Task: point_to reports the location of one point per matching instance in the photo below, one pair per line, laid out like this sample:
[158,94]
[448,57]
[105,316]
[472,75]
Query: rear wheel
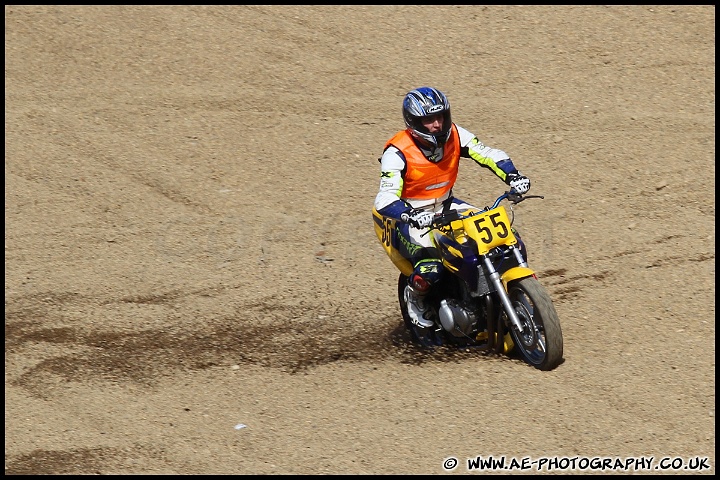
[541,342]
════════════════════
THE TASK
Exactly reproduce each entry, but drop the pictures.

TASK OUTPUT
Task: point_to reports the location of one point per matching instance in the photo below, one pair per line, laid out like this sample:
[158,94]
[448,57]
[105,316]
[472,75]
Query: rear wheel
[541,342]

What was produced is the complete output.